# Download manager for Opera.



## ajaybc (Oct 17, 2007)

Please some one suggest me a good free download manager with opera 9.23 support.


----------



## Ecko (Oct 17, 2007)

try Oget
*lexi.ucoz.ru
It integrates with all external download managers like Flashget or Leechget or DAP or GigaGet


----------



## RCuber (Oct 17, 2007)

ajaybc said:
			
		

> Please some one suggest me a good free download manager with opera 9.23 support.



the answer is int your question  .. use "Free Download Manager"

you can set FDM to monitor opera using the options

*img138.imageshack.us/img138/647/opsz1.jpg


----------



## vish786 (Oct 17, 2007)

i felt FDM little complicated in use.... go for star downloader... if ur not comfortable with FDM.


----------



## Ankur Gupta (Oct 17, 2007)

FDM complicated to use


----------



## vish786 (Oct 17, 2007)

=== Data section ===
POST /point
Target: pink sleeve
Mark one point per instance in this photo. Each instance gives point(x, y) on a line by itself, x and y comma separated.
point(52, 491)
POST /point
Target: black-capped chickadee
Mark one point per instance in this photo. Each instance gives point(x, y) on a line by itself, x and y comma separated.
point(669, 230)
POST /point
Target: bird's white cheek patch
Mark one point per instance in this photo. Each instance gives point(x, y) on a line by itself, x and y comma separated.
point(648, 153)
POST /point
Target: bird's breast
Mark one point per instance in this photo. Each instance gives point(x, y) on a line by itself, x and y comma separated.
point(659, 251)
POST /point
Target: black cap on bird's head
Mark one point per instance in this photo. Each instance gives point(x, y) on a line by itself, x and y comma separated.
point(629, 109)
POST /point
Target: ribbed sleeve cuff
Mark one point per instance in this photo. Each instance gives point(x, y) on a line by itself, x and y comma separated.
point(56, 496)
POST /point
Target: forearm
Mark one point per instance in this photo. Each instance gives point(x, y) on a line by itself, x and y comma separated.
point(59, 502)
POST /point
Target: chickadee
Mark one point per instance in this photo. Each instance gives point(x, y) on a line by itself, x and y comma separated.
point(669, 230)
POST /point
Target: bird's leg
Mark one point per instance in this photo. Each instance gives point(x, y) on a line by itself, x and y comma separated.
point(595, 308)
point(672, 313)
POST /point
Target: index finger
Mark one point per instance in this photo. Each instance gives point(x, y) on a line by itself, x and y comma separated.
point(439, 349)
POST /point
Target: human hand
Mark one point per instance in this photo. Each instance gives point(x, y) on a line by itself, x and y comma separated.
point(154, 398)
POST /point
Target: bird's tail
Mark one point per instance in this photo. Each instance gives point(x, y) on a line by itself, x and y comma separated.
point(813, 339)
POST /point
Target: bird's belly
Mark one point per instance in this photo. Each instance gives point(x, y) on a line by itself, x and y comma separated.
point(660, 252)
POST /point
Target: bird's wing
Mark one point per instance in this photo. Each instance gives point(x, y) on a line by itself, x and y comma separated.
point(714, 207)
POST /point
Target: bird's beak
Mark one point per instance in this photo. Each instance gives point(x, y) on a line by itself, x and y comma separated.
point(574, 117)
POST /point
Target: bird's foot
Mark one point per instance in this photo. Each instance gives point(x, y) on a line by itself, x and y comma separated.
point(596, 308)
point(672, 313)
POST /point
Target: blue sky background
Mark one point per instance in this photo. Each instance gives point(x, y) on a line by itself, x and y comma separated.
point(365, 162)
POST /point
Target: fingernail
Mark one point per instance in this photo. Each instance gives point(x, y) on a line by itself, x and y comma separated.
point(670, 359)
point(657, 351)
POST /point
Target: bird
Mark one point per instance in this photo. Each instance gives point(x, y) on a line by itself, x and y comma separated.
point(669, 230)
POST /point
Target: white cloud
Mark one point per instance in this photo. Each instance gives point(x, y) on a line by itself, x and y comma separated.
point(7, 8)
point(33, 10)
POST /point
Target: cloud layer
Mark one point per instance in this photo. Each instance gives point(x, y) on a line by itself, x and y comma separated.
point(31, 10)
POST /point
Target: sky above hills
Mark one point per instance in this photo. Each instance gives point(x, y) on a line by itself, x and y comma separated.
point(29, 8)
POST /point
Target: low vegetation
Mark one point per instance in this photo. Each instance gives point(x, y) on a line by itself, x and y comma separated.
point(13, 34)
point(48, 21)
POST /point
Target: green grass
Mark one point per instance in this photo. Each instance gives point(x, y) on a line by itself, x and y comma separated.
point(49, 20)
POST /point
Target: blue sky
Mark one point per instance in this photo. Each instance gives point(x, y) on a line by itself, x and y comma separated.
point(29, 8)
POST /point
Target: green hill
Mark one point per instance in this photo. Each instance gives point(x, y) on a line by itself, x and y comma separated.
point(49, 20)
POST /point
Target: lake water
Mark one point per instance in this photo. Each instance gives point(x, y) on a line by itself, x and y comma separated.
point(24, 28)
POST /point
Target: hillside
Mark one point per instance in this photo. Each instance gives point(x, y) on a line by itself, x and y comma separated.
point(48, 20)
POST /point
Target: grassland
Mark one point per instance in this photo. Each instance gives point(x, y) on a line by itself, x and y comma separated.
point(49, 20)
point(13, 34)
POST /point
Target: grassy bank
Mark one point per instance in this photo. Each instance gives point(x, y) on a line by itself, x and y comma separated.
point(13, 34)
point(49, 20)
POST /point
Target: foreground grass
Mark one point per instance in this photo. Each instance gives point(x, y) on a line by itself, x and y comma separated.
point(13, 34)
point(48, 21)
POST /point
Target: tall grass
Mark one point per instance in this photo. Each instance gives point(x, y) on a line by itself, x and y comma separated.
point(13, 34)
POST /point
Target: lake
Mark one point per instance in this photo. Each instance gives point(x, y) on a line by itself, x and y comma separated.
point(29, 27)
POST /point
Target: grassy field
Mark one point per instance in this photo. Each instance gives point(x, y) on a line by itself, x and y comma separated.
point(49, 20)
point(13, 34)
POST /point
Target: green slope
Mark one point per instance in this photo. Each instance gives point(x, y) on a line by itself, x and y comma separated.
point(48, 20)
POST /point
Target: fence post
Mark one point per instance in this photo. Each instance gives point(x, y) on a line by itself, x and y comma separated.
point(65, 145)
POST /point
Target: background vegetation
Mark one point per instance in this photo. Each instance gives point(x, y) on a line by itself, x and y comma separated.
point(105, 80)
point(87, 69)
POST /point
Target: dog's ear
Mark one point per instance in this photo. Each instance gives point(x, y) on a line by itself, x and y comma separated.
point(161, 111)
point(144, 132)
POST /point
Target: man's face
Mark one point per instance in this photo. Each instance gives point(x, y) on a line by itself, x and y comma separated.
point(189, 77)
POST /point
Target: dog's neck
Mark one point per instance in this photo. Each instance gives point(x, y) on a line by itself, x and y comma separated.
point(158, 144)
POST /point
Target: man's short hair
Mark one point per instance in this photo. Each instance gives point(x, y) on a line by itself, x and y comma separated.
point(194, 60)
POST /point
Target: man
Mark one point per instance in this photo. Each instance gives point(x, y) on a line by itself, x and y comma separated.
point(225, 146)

=== Exercise directions ===
Write out the part of the download manager thread that opens with the words containing "the answer is" and closes with "comfortable with FDM.", with "complicated" changed to "confusing".

=== Response ===
the answer is int your question  .. use "Free Download Manager"

you can set FDM to monitor opera using the options

*img138.imageshack.us/img138/647/opsz1.jpg


----------



## vish786 (Oct 17, 2007)

i felt FDM little confusing in use.... go for star downloader... if ur not comfortable with FDM.